== Segment start ==
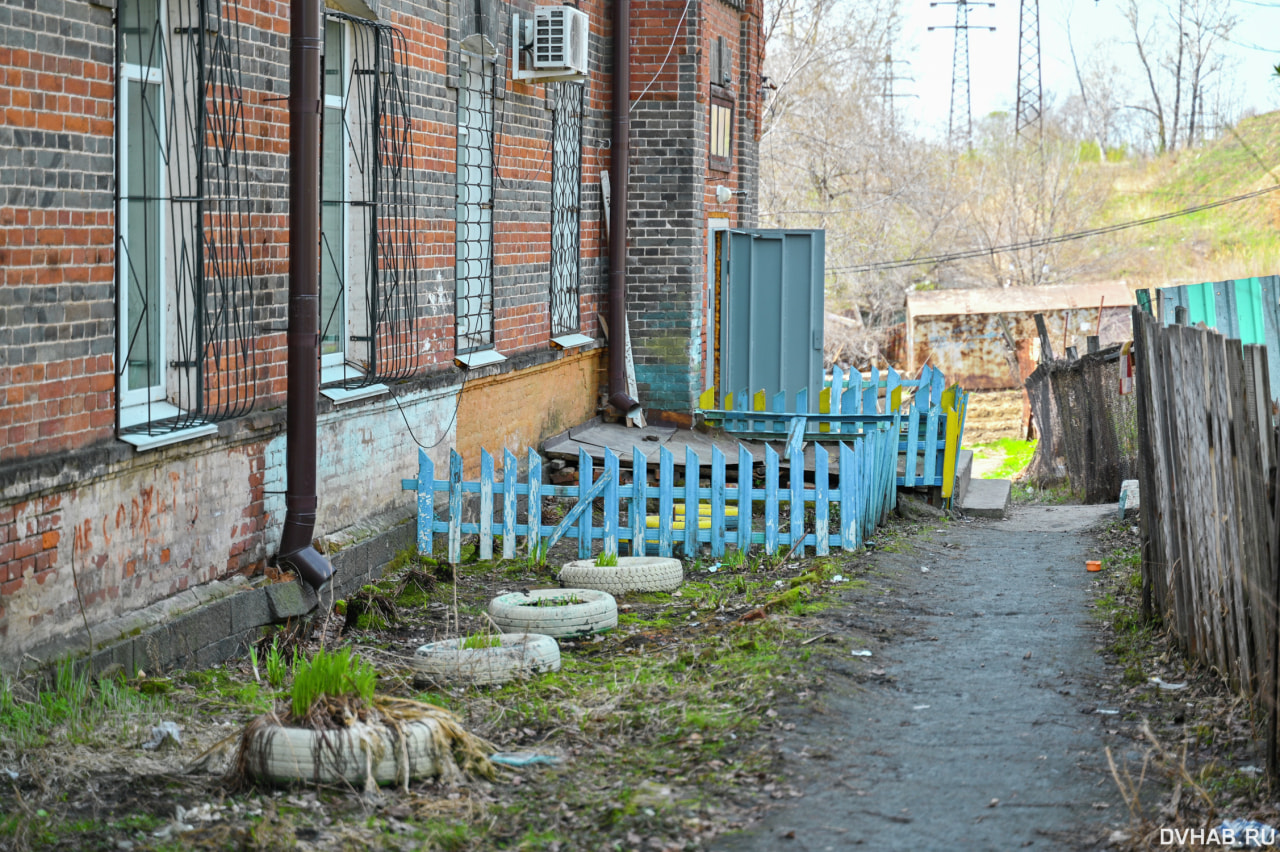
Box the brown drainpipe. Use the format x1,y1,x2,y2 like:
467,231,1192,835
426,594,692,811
277,0,334,591
607,0,641,418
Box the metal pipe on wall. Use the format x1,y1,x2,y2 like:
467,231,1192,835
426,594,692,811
607,0,641,418
278,0,334,590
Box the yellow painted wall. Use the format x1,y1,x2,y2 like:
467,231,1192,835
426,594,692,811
455,349,605,476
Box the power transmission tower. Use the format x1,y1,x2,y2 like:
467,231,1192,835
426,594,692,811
876,53,916,136
1015,0,1042,137
930,1,994,150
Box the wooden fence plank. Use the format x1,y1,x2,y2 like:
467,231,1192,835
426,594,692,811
527,449,542,557
502,449,518,559
479,449,494,560
815,443,830,556
711,445,727,557
604,449,620,557
578,449,594,560
417,449,434,555
765,444,780,554
632,447,647,556
840,442,857,550
448,450,463,564
659,446,674,557
904,408,920,487
685,447,700,556
737,445,753,553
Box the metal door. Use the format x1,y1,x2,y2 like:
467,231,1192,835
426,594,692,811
719,229,825,410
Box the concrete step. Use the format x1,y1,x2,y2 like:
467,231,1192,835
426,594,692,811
954,449,974,507
958,478,1011,518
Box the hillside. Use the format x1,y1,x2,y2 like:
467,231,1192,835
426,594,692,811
1097,111,1280,290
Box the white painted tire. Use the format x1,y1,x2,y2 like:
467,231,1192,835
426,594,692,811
558,557,683,594
410,633,561,686
488,588,617,638
242,718,445,786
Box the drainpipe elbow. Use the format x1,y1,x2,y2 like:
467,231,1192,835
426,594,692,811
609,390,642,419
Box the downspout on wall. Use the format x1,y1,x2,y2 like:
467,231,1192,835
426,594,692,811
277,0,334,591
607,0,642,418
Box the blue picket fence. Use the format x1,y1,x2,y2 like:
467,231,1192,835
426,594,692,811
== Segment end ==
**Instructions for the task:** Say how many lines of the material hold the string "like". Nothing else should be written.

**Task solution:** 12